[Shape annotation entries]
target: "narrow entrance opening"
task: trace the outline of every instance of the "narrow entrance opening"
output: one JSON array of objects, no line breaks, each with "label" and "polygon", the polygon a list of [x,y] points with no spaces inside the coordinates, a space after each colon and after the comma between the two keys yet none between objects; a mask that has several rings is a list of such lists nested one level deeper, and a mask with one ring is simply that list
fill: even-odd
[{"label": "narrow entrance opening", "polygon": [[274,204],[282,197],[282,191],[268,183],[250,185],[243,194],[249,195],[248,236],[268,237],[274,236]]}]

To do: Quote every line of the data above verbatim.

Response:
target: "narrow entrance opening"
task: trace the outline of every instance of the "narrow entrance opening"
output: one JSON array of objects, no line breaks, each with "label" and "polygon", the polygon a list of [x,y] points with no spaces inside the coordinates, a space after each colon and after the comma between the two keys yet none between objects; a mask that has several rings is a list of such lists nested one level deeper, and a mask with one ring is simply that list
fill: even-odd
[{"label": "narrow entrance opening", "polygon": [[274,204],[282,197],[282,191],[268,183],[250,185],[243,194],[249,195],[248,236],[268,237],[274,236]]}]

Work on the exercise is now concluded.